#### [AIM]
Reproduce only the lines from the one containing "Would you point out the brake" through the last line of the items below, keeping the wording of each item. Multiply every coordinate in the answers by 1.55 and round each result to a whole number, with halves rounded up.

-.-.-

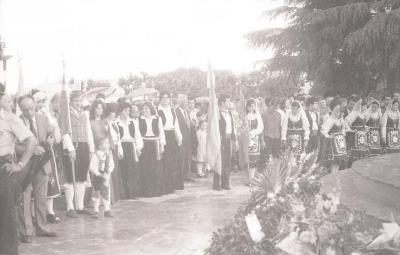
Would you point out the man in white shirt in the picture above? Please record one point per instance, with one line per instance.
(228, 143)
(185, 153)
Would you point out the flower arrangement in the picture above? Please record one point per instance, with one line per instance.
(288, 213)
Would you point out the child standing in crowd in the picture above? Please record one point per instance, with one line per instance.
(201, 148)
(101, 166)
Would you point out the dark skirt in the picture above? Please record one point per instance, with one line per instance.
(392, 140)
(295, 138)
(10, 191)
(150, 169)
(333, 150)
(81, 164)
(374, 141)
(170, 164)
(313, 142)
(357, 145)
(254, 151)
(99, 185)
(116, 185)
(129, 170)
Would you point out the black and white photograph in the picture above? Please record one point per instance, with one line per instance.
(188, 127)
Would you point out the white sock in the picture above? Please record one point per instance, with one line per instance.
(69, 196)
(50, 208)
(106, 204)
(96, 204)
(80, 194)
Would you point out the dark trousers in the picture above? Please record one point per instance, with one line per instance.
(39, 189)
(226, 165)
(273, 146)
(10, 191)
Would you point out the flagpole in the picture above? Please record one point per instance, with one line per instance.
(69, 128)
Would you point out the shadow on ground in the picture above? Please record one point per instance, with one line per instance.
(177, 224)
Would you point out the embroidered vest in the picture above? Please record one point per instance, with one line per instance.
(164, 118)
(131, 127)
(222, 126)
(79, 128)
(143, 127)
(104, 164)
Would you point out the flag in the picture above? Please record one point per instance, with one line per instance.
(213, 135)
(21, 87)
(64, 115)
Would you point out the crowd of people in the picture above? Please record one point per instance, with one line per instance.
(126, 150)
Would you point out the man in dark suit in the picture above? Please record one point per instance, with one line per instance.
(183, 117)
(40, 168)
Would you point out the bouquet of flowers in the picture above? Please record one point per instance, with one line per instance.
(288, 214)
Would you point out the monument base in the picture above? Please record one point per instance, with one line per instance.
(371, 185)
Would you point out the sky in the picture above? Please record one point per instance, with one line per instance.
(106, 39)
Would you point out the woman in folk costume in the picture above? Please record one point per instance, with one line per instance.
(255, 127)
(132, 144)
(373, 116)
(116, 186)
(333, 148)
(357, 138)
(390, 127)
(53, 189)
(296, 129)
(151, 129)
(101, 167)
(80, 148)
(173, 139)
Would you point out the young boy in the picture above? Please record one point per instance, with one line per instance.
(101, 166)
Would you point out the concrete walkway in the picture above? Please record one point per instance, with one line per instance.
(176, 224)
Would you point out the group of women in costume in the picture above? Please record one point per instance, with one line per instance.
(144, 148)
(341, 130)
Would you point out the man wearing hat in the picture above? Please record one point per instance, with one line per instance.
(80, 147)
(12, 130)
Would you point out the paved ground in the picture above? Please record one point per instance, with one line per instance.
(176, 224)
(371, 185)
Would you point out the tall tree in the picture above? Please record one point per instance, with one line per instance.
(340, 46)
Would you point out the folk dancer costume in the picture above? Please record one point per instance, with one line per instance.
(132, 145)
(313, 121)
(357, 141)
(228, 134)
(101, 167)
(373, 122)
(151, 165)
(272, 119)
(37, 179)
(81, 141)
(333, 148)
(390, 130)
(173, 137)
(296, 131)
(255, 128)
(12, 129)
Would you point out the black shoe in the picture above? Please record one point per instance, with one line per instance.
(26, 239)
(52, 218)
(72, 214)
(84, 212)
(96, 215)
(108, 214)
(48, 234)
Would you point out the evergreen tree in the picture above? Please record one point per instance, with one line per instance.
(341, 46)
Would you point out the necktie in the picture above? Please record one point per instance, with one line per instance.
(186, 117)
(32, 127)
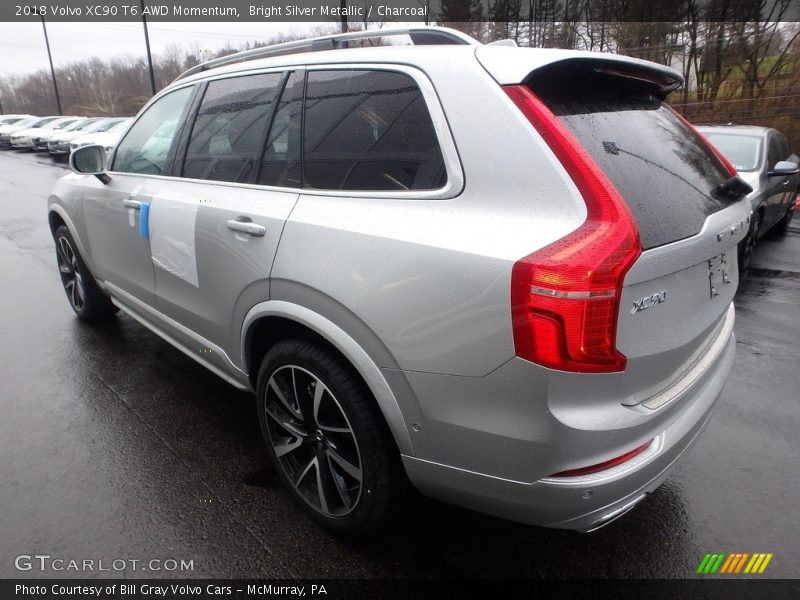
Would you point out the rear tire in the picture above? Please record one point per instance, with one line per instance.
(326, 437)
(782, 226)
(84, 295)
(747, 246)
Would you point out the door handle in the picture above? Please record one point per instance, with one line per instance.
(246, 226)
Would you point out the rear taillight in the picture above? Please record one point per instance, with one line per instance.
(725, 162)
(603, 466)
(565, 297)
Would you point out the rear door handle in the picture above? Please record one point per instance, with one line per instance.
(245, 225)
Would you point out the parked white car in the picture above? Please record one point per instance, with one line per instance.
(59, 145)
(107, 138)
(39, 141)
(23, 139)
(11, 119)
(7, 131)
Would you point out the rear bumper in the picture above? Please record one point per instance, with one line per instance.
(588, 502)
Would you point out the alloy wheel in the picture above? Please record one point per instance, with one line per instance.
(313, 441)
(750, 242)
(70, 273)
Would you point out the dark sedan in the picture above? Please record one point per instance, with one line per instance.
(763, 159)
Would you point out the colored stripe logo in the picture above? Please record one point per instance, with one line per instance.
(734, 563)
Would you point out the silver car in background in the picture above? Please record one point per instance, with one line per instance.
(505, 275)
(764, 160)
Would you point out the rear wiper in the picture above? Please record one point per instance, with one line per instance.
(732, 189)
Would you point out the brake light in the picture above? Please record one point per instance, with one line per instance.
(565, 297)
(605, 465)
(725, 162)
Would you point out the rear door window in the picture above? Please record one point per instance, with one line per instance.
(231, 124)
(664, 171)
(369, 130)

-.-.-

#### [RESPONSE TO THIS EXERCISE]
Would you point out the brake light in the picture above? Please record one point per instance, with one line per instance.
(876, 460)
(938, 721)
(1124, 251)
Would you point out the rear door window in the picture above? Please record one point per instance, with one line per instance.
(358, 192)
(1029, 265)
(572, 202)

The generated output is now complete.